■ WORK TO DO: Extract every line of the listing that contains the word "pool".

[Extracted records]
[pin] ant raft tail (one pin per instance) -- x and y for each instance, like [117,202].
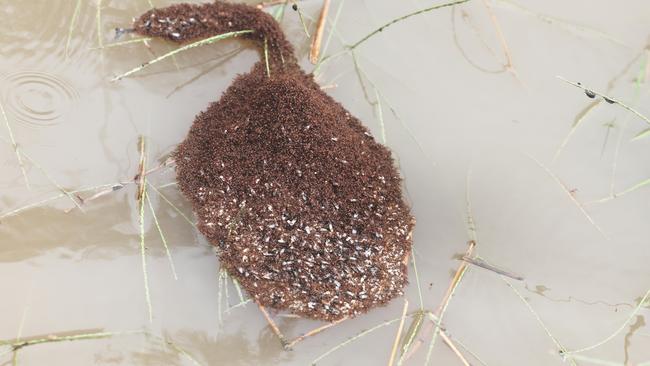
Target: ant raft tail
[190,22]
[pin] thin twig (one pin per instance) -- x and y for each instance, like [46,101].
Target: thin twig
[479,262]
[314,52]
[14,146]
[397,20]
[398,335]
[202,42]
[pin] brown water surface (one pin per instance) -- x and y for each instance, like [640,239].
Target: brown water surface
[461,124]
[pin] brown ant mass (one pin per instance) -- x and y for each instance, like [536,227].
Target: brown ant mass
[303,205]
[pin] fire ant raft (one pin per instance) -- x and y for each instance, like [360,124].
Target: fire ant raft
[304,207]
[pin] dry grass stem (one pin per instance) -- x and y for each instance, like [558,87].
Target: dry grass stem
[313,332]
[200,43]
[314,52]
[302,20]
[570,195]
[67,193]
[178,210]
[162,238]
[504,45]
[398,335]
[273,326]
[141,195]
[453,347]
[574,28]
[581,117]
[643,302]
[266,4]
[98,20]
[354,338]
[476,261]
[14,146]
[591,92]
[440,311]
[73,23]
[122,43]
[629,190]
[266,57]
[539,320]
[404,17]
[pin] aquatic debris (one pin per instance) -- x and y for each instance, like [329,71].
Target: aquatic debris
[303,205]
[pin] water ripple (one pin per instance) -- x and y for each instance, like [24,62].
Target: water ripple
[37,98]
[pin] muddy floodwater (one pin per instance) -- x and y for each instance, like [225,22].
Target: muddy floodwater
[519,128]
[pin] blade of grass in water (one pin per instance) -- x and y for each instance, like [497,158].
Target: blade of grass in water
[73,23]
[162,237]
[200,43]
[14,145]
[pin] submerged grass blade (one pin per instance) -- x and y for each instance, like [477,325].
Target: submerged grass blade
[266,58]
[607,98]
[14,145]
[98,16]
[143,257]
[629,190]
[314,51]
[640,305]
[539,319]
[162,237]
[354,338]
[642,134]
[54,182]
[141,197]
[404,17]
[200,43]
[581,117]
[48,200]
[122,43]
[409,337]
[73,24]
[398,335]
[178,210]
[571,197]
---
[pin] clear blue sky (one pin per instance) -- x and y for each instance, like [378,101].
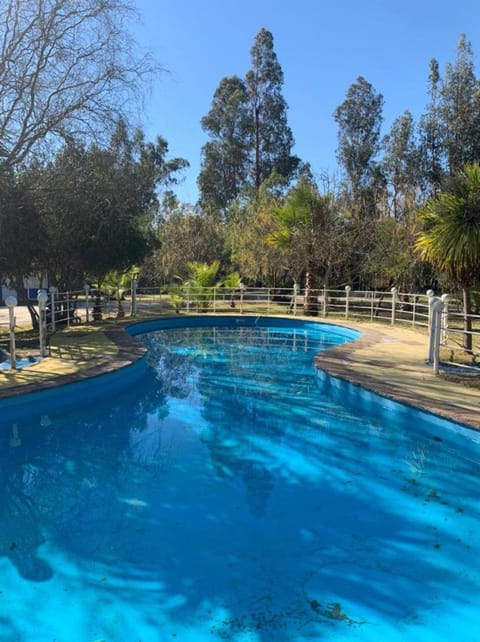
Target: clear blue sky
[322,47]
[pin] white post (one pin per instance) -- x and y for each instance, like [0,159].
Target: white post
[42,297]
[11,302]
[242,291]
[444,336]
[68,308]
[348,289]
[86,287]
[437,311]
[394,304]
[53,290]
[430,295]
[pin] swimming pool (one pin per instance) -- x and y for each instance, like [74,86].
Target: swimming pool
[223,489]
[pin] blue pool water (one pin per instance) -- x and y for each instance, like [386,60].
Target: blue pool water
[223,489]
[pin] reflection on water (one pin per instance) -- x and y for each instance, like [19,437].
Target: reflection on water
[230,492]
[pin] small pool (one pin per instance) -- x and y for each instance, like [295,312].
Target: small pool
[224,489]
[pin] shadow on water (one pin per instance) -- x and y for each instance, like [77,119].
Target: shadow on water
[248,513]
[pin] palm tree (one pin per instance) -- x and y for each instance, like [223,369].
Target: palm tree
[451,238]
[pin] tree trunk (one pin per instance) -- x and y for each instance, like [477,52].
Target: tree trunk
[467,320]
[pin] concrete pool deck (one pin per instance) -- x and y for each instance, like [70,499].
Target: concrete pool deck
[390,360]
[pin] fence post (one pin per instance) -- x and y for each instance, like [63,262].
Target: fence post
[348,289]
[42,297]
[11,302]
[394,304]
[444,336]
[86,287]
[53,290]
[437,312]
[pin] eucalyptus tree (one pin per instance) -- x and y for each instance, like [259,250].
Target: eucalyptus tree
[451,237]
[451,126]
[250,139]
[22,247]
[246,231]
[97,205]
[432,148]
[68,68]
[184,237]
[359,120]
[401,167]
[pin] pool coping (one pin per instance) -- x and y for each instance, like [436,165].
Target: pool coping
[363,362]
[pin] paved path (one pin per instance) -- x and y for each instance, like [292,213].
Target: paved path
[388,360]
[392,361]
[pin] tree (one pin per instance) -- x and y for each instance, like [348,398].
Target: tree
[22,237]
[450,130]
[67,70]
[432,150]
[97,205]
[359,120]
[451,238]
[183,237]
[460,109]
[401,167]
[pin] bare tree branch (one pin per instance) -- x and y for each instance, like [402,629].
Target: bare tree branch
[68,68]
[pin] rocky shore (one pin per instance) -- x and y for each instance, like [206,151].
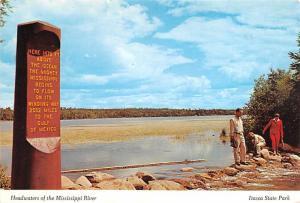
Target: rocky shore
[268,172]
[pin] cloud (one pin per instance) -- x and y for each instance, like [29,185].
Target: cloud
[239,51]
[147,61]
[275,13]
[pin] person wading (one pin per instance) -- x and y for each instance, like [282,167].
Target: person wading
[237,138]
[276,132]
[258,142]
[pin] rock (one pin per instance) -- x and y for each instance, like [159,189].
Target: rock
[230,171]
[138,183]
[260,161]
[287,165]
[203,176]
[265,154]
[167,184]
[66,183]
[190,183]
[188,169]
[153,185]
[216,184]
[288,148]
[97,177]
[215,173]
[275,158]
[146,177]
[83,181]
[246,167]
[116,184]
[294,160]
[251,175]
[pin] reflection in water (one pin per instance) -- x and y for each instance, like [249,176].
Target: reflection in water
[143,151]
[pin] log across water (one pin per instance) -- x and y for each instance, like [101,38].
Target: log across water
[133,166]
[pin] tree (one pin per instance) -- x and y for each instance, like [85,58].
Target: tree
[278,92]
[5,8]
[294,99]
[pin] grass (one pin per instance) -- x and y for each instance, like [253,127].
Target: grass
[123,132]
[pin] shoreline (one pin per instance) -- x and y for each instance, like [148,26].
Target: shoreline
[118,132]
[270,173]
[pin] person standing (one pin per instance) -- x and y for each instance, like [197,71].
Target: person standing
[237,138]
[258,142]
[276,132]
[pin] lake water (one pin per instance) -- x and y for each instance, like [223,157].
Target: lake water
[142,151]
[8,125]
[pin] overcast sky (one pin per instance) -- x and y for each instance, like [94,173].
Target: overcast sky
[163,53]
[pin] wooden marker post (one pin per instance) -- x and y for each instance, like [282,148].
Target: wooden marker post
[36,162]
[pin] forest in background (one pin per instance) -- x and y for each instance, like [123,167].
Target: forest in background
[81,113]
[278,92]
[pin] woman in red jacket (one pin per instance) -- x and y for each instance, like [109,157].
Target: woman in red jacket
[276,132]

■ PROBLEM SOLUTION:
[pin] swimming pool (one pin per instance) -- x and y for each instance, like [74,86].
Target: swimming pool
[pin] blue pool water (one pin per instance) -- x and y for each instance, like [386,60].
Target: blue pool water
[pin] small pool (one pin per instance) -- x and y for each instance, like [295,312].
Target: small pool
[pin] concrete pool deck (one pin per instance) -- x and y for each instance, like [70,499].
Target: concrete pool deck
[pin] pool coping (one pin per instance) -- x and y for each instance, like [436,165].
Target: pool coping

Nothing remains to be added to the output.